- [Problem to work on]: Show each line of the records that contains the word "sample".
═══ Records for the task ═══
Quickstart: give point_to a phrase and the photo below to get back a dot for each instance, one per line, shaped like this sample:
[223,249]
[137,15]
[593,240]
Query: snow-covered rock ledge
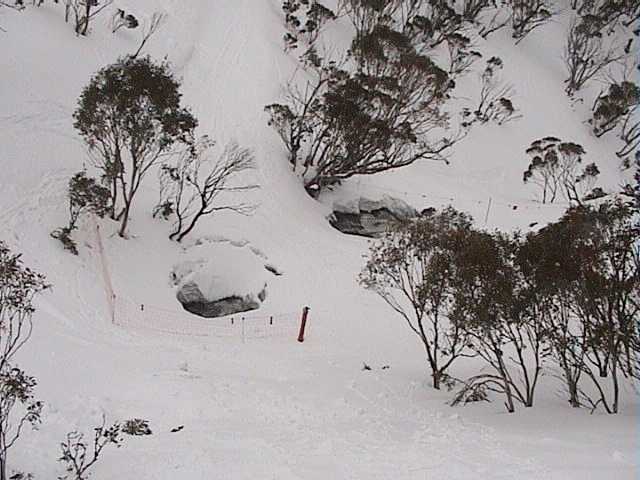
═══
- [Written answer]:
Quickstart: give point_to a phrase and the photo below to get back a dot for each instance, one per line, shaped like this sample:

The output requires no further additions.